Saved entries

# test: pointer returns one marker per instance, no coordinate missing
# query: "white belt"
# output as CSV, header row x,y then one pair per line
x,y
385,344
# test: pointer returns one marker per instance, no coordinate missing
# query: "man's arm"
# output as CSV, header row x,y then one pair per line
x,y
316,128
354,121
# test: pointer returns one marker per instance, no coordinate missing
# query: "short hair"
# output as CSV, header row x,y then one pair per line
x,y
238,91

...

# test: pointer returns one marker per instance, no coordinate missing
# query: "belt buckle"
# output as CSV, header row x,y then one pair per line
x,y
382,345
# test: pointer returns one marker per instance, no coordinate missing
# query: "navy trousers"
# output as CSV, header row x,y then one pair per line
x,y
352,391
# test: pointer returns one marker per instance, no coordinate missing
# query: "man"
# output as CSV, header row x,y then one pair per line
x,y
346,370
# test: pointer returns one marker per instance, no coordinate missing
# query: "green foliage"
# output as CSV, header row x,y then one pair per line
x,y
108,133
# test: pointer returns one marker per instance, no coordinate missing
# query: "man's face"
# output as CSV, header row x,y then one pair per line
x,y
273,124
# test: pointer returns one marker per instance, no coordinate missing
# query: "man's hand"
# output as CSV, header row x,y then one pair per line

• [Assignment]:
Go through the entries above and count each line that contains the string "query". Reply only with the total.

• [The answer]:
9